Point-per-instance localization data

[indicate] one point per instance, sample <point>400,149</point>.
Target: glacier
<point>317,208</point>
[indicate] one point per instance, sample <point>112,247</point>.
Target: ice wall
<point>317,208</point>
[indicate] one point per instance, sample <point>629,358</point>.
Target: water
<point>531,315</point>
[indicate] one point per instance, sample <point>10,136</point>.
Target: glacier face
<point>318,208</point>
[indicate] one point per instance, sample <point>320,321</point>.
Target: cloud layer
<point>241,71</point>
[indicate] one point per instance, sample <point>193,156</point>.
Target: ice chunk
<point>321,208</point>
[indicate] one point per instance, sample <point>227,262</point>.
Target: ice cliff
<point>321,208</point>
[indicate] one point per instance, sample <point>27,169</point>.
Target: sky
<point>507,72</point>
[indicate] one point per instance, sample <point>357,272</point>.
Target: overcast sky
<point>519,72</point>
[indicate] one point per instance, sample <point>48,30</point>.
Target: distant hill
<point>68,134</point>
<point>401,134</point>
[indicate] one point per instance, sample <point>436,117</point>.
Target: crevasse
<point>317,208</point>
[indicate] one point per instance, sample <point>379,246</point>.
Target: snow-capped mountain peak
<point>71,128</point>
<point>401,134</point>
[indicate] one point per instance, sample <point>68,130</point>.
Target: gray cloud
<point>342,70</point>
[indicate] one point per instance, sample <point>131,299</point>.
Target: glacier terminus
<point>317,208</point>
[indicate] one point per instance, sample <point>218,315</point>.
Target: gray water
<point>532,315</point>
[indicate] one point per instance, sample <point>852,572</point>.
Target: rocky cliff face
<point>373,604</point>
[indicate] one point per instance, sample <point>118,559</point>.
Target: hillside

THE PROBLEM – Exactly as written, please reproduce the lines from the first line of the data to the line containing "instance, sample <point>852,572</point>.", inclusive, and nothing else.

TASK ANSWER –
[indicate] one point per instance, sample <point>400,149</point>.
Target: glacier
<point>317,208</point>
[indicate] one point per instance, sample <point>112,247</point>.
Target: ice wall
<point>317,208</point>
[indicate] one point per instance, sample <point>629,358</point>.
Target: water
<point>531,315</point>
[indicate] one point per instance, sample <point>10,136</point>.
Target: glacier face
<point>318,208</point>
[indicate] one point per instance, sample <point>320,321</point>.
Target: cloud layer
<point>241,71</point>
[indicate] one point per instance, sample <point>193,156</point>.
Target: ice chunk
<point>321,208</point>
[indicate] one point per instance, sample <point>227,262</point>.
Target: ice cliff
<point>321,208</point>
[indicate] one point per instance, sample <point>27,169</point>.
Target: sky
<point>507,72</point>
[indicate] one point per instance, sample <point>357,272</point>.
Target: overcast sky
<point>519,72</point>
[indicate] one point per instance, sample <point>48,30</point>.
Target: distant hill
<point>68,134</point>
<point>401,134</point>
[indicate] one point per instance, sample <point>436,117</point>.
Target: crevasse
<point>317,208</point>
[indicate] one point per instance, sample <point>379,246</point>.
Target: snow-capped mountain peak
<point>71,128</point>
<point>401,134</point>
[indicate] one point per instance, sample <point>68,130</point>.
Target: gray cloud
<point>342,70</point>
[indicate] one point per instance, sample <point>131,299</point>.
Target: glacier terminus
<point>317,208</point>
[indicate] one point per instance, sample <point>218,315</point>.
Target: gray water
<point>532,315</point>
[indicate] one point per instance, sample <point>852,572</point>.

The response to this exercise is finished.